» **Task goal**: How many lines in the listing include the string "wheel"? Reply with the number alone.

======

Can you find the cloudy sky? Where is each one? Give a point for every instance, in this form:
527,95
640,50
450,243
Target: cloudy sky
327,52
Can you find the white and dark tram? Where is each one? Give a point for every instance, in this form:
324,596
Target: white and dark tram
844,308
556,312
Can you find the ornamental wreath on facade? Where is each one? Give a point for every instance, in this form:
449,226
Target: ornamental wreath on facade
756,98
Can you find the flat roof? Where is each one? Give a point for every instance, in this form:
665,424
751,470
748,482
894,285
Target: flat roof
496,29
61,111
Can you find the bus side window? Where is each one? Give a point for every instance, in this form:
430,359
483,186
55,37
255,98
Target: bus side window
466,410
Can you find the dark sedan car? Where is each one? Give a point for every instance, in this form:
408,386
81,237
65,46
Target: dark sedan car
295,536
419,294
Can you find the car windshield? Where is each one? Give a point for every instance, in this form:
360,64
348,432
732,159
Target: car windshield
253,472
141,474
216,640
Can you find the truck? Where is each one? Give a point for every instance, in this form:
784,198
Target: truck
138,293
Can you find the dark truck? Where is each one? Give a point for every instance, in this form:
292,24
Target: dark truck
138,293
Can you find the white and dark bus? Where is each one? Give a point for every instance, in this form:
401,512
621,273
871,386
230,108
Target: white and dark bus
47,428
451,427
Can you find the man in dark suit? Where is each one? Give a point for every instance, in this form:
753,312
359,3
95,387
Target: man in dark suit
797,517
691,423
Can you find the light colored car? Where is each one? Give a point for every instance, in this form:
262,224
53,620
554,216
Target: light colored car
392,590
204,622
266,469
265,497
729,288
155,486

======

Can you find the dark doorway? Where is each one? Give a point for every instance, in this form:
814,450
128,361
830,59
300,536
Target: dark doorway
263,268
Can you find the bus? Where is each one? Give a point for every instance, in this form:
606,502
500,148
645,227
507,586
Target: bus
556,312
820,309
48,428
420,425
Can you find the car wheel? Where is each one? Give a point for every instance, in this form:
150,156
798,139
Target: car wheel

======

» **Answer to this task**: 2